[TEKSTBLOK]
════

4.1Het hof gaat uit van de volgende feiten.
a. Op 30 december 2011 is tussen [appellant] en V.C.N. Verzekerings Combinatie Nederland B.V. (hierna te noemen VCN) een verzekeringsovereenkomst met polisnummer [polisnummer] tot stand gekomen. De verzekering heeft onder meer betrekking op een inboedel en woonhuis van [appellant] . [appellant] heeft uit hoofde van de verzekeringsovereenkomst de verplichting jaarlijks een premie van € 626,62 te voldoen. Een van de voorwaarden in de verzekeringsovereenkomst is dat de verzekering kan worden beëindigd indien de premie niet uiterlijk drie maanden na de factuurdatum is voldaan. De verzekeringsovereenkomst is tot stand gekomen door bemiddeling van DG Verzekeringen.
b. [appellant] heeft een aanvraagformulier voor de verzekering ingevuld. Op de vraag “
Is u of een andere belanghebbende bij een van deze verzekeringen in de afgelopen acht jaar een verzekering geweigerd of opgezegd of zijn er andere bijzondere voorwaarden of extra premies gesteld?”, heeft [appellant] geantwoord: “
Royement, wanbetaling ± ¾ jaar geleden”.
c. VCN heeft op 14 januari 2012 aan [appellant] een factuur voor de verschuldigde premie gestuurd. [appellant] heeft vervolgens contact opgenomen met DG Verzekeringen, omdat hij niet in staat was om het factuurbedrag ineens te voldoen. Op 10 februari 2012 heeft [appellant] contant aan DG Verzekeringen betaald € 318,31, zijnde de helft van de verschuldigde premie vermeerderd met € 5,- kosten (productie 2 dagvaarding eerste aanleg). Op 1 maart 2012 heeft DG Verzekeringen € 313,31 betaald aan VCN (productie 7 conclusie van antwoord).
d. Op 5 april 2012 heeft [appellant] het tweede gedeelte van de verzekeringspremie ad € 318,31 contant voldaan aan DG Verzekeringen. VCN heeft op 17 april 2012 de verzekeringsovereenkomst beëindigd wegens het niet tijdig voldoen van de verschuldigde premie. Op 4 mei 2012 heeft DG Verzekeringen de tweede deelbetaling aan VCN voldaan.
e. Op 12 mei 2012 ontstaat waterschade in de woning van [appellant] . [appellant] heeft op 14 mei 2012 aan VCN melding gemaakt van deze schade. In opdracht van DG Verzekeringen is de schade begroot op een bedrag van € 74.821,-.
f. Op 26 juni 2012 heeft VCN geweigerd de schade aan [appellant] te vergoeden, omdat de schade was ontstaan nadat VCN de verzekeringsovereenkomst had beëindigd. De klachtencommissie van VCN heeft op 9 juli 2012 aan DG Verzekeringen onder meer als volgt bericht:
“Uw relatie heeft op 14 januari 2012 van VCN een factuur ontvangen voor het pakket [polisnummer] ter grootte van EUR 626,62. Ondanks herhaalde herinneringen (op 31 januari en 14 februari) is deze premie niet op tijd (binnen 30 dagen) betaald. In maart ontvangt VCN een betaling van uw kantoor voor de helft van de openstaande premie. Omdat niet direct duidelijk was op welke relatie deze betaling betrekking had en bovendien niet de volledige premie was betaald maar slechts de helft, is het pakket op 17 april 2012 geroyeerd, waarvan een royements-polis is opgemaakt en verzonden.”
g. Bij vonnis van 25 februari 2014 is DG Verzekeringen in staat van faillissement verklaard, met benoeming van mr. Sijben als curator.

════

Aanwijsgegevens bij verwijzende uitdrukkingen:
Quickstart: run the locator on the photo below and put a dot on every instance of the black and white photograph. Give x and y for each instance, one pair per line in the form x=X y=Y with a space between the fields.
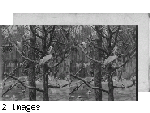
x=69 y=62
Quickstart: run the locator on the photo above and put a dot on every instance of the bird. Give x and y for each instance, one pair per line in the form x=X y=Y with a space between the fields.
x=110 y=59
x=49 y=50
x=19 y=45
x=84 y=44
x=79 y=98
x=45 y=59
x=89 y=92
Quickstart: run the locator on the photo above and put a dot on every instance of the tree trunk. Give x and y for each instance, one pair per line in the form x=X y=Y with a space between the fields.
x=1 y=64
x=98 y=76
x=45 y=75
x=32 y=92
x=110 y=84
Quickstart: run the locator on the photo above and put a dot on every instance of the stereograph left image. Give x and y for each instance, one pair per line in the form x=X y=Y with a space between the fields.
x=68 y=62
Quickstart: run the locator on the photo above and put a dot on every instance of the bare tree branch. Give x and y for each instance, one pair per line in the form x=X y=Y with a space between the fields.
x=85 y=82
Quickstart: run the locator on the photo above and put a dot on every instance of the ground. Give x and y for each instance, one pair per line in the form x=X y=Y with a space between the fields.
x=62 y=94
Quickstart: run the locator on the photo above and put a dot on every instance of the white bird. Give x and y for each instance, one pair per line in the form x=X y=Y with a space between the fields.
x=19 y=45
x=89 y=92
x=84 y=44
x=45 y=59
x=79 y=98
x=49 y=50
x=110 y=59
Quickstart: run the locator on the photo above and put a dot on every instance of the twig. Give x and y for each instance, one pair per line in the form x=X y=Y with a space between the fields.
x=10 y=87
x=79 y=78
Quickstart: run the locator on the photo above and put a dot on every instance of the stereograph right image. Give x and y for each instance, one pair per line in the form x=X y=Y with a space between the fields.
x=69 y=62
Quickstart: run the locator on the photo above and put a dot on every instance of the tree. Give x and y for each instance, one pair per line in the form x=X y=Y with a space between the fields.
x=1 y=64
x=32 y=74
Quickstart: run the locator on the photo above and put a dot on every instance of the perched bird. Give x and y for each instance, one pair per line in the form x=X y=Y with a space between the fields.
x=110 y=59
x=89 y=93
x=45 y=59
x=79 y=98
x=84 y=44
x=49 y=50
x=19 y=45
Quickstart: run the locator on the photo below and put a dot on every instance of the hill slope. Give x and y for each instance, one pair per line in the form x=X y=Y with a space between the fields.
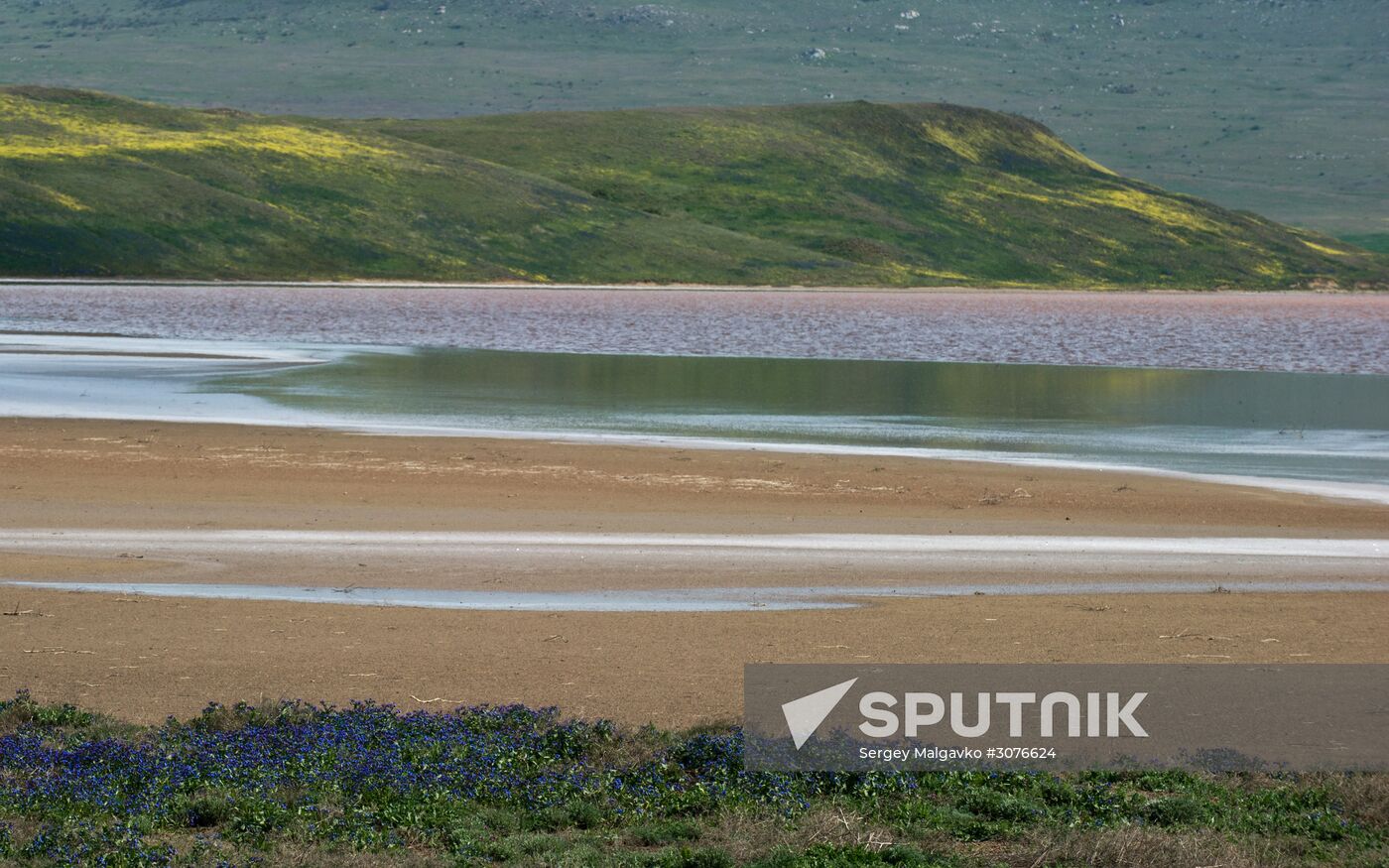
x=819 y=194
x=1267 y=106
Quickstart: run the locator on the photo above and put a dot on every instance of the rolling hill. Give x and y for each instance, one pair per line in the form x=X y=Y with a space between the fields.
x=1273 y=106
x=850 y=193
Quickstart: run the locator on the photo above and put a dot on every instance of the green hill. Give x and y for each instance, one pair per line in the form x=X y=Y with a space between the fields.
x=816 y=194
x=1270 y=106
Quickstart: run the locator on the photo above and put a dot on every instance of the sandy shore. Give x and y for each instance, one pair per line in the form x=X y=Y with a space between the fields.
x=149 y=657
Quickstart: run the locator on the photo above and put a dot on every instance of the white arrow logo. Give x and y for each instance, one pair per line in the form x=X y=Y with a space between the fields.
x=806 y=714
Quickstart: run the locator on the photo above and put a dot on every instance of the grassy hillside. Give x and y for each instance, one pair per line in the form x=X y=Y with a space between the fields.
x=96 y=185
x=1266 y=106
x=819 y=194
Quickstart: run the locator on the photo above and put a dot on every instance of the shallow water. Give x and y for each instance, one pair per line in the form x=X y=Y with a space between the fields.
x=1267 y=332
x=669 y=600
x=1309 y=433
x=728 y=371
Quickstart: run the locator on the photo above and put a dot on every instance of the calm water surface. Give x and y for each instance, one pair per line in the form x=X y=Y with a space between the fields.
x=1275 y=388
x=1256 y=332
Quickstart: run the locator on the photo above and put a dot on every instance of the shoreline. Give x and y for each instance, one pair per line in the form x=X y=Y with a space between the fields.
x=711 y=288
x=143 y=657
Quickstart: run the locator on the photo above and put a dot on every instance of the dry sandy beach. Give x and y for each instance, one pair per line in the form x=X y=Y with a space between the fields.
x=146 y=657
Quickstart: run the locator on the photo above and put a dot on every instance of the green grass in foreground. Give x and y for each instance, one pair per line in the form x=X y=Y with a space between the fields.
x=860 y=193
x=299 y=785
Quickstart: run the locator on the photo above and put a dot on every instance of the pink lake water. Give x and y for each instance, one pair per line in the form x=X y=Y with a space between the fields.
x=1335 y=333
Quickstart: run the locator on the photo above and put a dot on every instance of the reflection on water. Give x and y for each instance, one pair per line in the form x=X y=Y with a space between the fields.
x=1254 y=424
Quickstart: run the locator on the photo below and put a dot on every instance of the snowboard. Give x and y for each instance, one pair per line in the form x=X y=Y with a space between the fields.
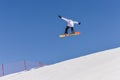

════

[DOEL OPDRACHT] Wanneer heeft VCN volgens de tekst over de verzekeringszaak de verzekeringsovereenkomst beëindigd?

[OPLOSSING OPDRACHT] Op 17 april 2012.